__TASK TO CARRY OUT__. Restate the entries word for word, omitting nothing.

__EXERCISE MATERIAL__.
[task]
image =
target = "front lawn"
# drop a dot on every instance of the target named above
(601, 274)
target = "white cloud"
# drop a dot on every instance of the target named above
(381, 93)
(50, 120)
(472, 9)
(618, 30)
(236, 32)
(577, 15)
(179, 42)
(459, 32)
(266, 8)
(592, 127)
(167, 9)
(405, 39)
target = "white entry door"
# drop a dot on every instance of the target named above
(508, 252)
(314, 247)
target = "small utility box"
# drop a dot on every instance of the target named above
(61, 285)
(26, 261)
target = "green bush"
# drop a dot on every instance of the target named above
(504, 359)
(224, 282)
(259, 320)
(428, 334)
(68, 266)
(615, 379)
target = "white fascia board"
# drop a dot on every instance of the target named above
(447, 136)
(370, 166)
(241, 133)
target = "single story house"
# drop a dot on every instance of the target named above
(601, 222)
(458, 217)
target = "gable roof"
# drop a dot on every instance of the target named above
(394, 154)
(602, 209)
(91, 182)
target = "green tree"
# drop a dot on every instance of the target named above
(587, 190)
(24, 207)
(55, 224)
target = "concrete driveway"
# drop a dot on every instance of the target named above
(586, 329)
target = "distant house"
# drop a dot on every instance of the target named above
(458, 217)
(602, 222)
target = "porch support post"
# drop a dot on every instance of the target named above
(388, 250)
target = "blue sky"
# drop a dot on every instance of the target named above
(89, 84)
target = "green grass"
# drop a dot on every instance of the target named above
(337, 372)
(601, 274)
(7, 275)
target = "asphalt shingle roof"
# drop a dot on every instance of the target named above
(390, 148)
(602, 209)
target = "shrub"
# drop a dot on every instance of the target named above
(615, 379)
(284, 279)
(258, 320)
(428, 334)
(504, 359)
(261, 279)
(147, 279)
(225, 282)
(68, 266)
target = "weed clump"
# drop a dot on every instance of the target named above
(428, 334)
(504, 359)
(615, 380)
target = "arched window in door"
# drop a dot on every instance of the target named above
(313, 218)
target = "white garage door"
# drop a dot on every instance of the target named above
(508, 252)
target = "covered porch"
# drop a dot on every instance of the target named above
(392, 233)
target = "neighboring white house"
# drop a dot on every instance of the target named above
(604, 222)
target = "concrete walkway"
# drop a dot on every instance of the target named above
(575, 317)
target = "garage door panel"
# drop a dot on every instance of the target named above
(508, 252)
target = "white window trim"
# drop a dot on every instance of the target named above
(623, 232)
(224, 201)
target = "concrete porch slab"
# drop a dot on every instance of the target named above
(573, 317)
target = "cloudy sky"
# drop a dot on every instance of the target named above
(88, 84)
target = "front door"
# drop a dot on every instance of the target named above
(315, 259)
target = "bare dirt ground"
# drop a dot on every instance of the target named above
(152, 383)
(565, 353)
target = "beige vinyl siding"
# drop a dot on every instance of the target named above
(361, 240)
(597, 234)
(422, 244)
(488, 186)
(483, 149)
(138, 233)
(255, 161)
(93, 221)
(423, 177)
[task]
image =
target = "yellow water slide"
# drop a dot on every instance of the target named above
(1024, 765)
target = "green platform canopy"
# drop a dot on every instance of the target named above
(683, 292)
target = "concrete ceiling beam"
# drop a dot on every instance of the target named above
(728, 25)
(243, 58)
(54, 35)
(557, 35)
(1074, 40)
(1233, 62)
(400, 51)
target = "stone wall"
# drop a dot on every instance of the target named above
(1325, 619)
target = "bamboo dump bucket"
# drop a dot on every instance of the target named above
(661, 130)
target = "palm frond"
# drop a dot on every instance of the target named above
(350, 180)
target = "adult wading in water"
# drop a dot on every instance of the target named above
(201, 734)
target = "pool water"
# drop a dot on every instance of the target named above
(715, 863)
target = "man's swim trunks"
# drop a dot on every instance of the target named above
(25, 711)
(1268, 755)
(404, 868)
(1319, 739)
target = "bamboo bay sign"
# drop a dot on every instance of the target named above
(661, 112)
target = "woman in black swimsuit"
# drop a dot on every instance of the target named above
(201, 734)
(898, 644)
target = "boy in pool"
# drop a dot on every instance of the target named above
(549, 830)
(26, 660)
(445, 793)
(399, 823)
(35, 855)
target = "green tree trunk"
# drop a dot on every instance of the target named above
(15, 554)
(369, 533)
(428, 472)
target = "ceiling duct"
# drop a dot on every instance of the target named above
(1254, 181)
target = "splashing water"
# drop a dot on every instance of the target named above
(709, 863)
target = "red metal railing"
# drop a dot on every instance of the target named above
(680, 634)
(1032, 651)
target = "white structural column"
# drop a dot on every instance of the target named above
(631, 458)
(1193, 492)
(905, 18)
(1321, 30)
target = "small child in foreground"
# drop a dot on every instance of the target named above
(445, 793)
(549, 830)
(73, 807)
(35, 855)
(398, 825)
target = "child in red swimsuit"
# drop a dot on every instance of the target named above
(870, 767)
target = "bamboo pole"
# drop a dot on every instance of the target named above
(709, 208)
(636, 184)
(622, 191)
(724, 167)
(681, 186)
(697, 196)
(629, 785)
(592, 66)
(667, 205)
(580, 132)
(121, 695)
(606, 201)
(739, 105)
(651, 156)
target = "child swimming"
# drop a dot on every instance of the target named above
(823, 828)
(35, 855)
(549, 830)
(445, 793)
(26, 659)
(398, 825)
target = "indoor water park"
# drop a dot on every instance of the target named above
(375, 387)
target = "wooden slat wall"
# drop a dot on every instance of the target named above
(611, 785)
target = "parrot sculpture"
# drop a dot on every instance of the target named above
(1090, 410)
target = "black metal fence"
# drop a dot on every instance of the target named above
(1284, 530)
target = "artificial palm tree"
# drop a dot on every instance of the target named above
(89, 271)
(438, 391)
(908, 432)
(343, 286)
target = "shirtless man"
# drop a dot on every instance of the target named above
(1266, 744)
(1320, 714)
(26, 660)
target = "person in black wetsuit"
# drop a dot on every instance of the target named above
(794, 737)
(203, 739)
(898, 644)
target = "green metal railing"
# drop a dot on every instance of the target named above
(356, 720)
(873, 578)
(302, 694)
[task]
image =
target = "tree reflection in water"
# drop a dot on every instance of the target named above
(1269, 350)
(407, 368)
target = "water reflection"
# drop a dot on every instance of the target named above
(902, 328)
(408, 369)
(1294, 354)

__RESULT OF THE EXERCISE__.
[task]
image =
target = "front lawn"
# drop a dot on every instance of the target named above
(601, 274)
target = "white cloud"
# drop a dot on every instance of the target named above
(381, 93)
(50, 120)
(472, 9)
(618, 30)
(236, 32)
(577, 15)
(179, 42)
(459, 32)
(266, 8)
(592, 127)
(167, 9)
(405, 39)
target = "white entry door"
# drop a dot on every instance of the target named above
(508, 252)
(314, 247)
target = "small utility box"
# drop a dot on every instance of the target named above
(61, 285)
(26, 261)
target = "green bush"
# drop a dot on every instance of the target named above
(504, 359)
(224, 282)
(259, 320)
(428, 334)
(68, 266)
(615, 379)
target = "white fascia board"
# drop a dot on every instance of the target named above
(447, 136)
(370, 166)
(241, 133)
target = "single story house"
# drop a dot on every instance of the target named above
(601, 222)
(458, 217)
target = "gable roof"
# drop a dot on every instance of the target named above
(394, 154)
(602, 209)
(91, 182)
target = "green tree"
# drop a dot on every instance of the target named above
(587, 190)
(24, 207)
(55, 224)
target = "concrete driveway"
# drop a dot on every instance of the target named above
(586, 329)
target = "distant house"
# drop a dot on every instance of the target named above
(458, 217)
(602, 222)
target = "porch support post"
# drop a dot on every instance of the target named above
(388, 250)
target = "blue sky"
# drop a dot on every instance of the target named above
(89, 84)
target = "green grass"
# drop a dot on every instance of the target named above
(337, 372)
(601, 274)
(7, 275)
target = "asphalt shingle roof"
# drop a dot on every instance of the target named above
(390, 148)
(602, 209)
target = "shrub"
# drop a dot on every instance of the target named above
(615, 379)
(284, 279)
(258, 320)
(428, 334)
(504, 359)
(261, 279)
(147, 279)
(225, 282)
(68, 266)
target = "weed clump"
# drop a dot on every instance of the target named above
(428, 334)
(504, 359)
(615, 380)
target = "arched window in door"
# drop a dot on every instance of the target named above
(313, 218)
target = "white garage door"
# drop a dot on every instance of the target named above
(508, 252)
target = "covered porch"
# drop a dot on every instance of the target named above
(392, 233)
target = "neighboring white house"
# drop a dot on every instance of the target named above
(604, 222)
target = "concrete walkway"
# drop a dot on every instance of the target named above
(575, 317)
target = "garage door panel"
# drop a dot on every instance of the target named above
(508, 252)
target = "white window trim"
# drop a dot on every instance of the target named above
(623, 232)
(224, 201)
target = "concrete porch slab"
# drop a dot on every instance of the target named above
(573, 317)
target = "cloudy sky"
# drop a dot on every instance of the target named above
(88, 84)
target = "front door"
# drop a dot on every instance of the target named above
(315, 259)
target = "bare dirt ground"
# drop a dot on every instance of the target named above
(152, 383)
(565, 353)
target = "beige vinyl siding"
# drop a dot on every instance of the target named above
(361, 240)
(597, 234)
(422, 244)
(488, 186)
(483, 149)
(138, 233)
(255, 161)
(93, 221)
(423, 177)
[task]
image =
target = "yellow water slide"
# drop a dot on every instance of the target named above
(1024, 765)
target = "green platform canopy"
# drop a dot on every instance of the target named above
(683, 292)
target = "concrete ceiling beam"
# drop a dot on every instance of the target named above
(728, 25)
(243, 58)
(54, 35)
(557, 35)
(1074, 40)
(1233, 62)
(400, 51)
target = "stone wall"
# drop a dot on every instance of the target named above
(1325, 619)
target = "bamboo dump bucket"
# drop a dot on every instance of the target named above
(661, 130)
target = "palm frond"
# drop a dot on every instance of the target named above
(350, 180)
target = "adult wading in water"
# drop a dot on every instance of the target named above
(201, 734)
target = "pool water"
# drop a dot on every instance of the target named above
(715, 863)
target = "man's swim trunks"
# drop a dot on every instance of the target named above
(25, 711)
(1268, 755)
(404, 868)
(1319, 739)
target = "bamboo bay sign"
# drop a dot on every instance of the target named above
(661, 112)
target = "woman in black swimsuit"
# drop a dot on every instance of the target named above
(201, 734)
(898, 644)
target = "boy in pool"
# drop a dot on every instance of the target named above
(549, 830)
(26, 660)
(445, 793)
(399, 823)
(35, 855)
target = "green tree trunk"
# drop a dot on every instance of the target named above
(15, 554)
(369, 533)
(428, 472)
target = "ceiling duct"
# drop a dot on every instance of the target named above
(1254, 181)
target = "splashing water"
# drop a dot on every instance of the target named above
(709, 863)
target = "red metal railing"
# drop a dot on every instance of the target named above
(680, 634)
(1032, 651)
target = "white structural column"
# drop a dot on every instance of the target named above
(631, 458)
(1193, 492)
(905, 18)
(1321, 30)
target = "small child in foreground"
# drop a dot on every instance of the target named above
(445, 793)
(549, 830)
(73, 807)
(35, 855)
(398, 825)
target = "child in red swimsuit"
# drop a dot on every instance of the target named above
(870, 767)
target = "bamboo pole"
# drop a dot on every instance of the target named above
(709, 208)
(636, 184)
(622, 191)
(724, 167)
(681, 186)
(697, 196)
(629, 785)
(592, 66)
(667, 205)
(580, 132)
(121, 695)
(606, 201)
(739, 105)
(651, 156)
target = "child swimming"
# drop a dot on every instance of the target named above
(823, 828)
(35, 855)
(549, 830)
(445, 793)
(26, 659)
(398, 825)
target = "indoor water park"
# drop a dot on every instance of the target named above
(375, 387)
target = "wooden slat wall"
# drop a dot on every instance of the target named above
(611, 785)
target = "parrot sculpture"
# drop a dot on every instance of the target named above
(1090, 410)
target = "black metal fence"
# drop a dot on every instance of the target named above
(1284, 530)
target = "artificial palm tree"
# drop a dot on every instance of the target named above
(89, 271)
(438, 391)
(908, 432)
(343, 286)
target = "shirtless man"
# drop a dot on every instance of the target named above
(1266, 744)
(1320, 714)
(26, 660)
target = "person in black wetsuit"
# drop a dot on every instance of the target named above
(794, 737)
(203, 739)
(898, 644)
target = "green metal railing"
# drop a dot on every instance of the target named above
(356, 720)
(873, 578)
(302, 694)
[task]
image =
target = "tree reflection in water"
# drop a dot on every instance of the target named above
(1269, 350)
(407, 368)
target = "water reflection"
# drop a dot on every instance of the target named above
(902, 328)
(408, 369)
(1294, 354)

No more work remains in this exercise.